_BRIEF:_
Whenever a line in the entries includes the word "phrase", copy that line out.

- Opening Delimiter -

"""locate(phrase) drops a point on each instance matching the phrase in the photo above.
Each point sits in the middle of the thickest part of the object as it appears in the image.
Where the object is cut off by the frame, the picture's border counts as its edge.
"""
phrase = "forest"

- Closing Delimiter -

_TASK RESULT:_
"""locate(phrase) drops a point on each instance matching the phrase in the photo above.
phrase = "forest"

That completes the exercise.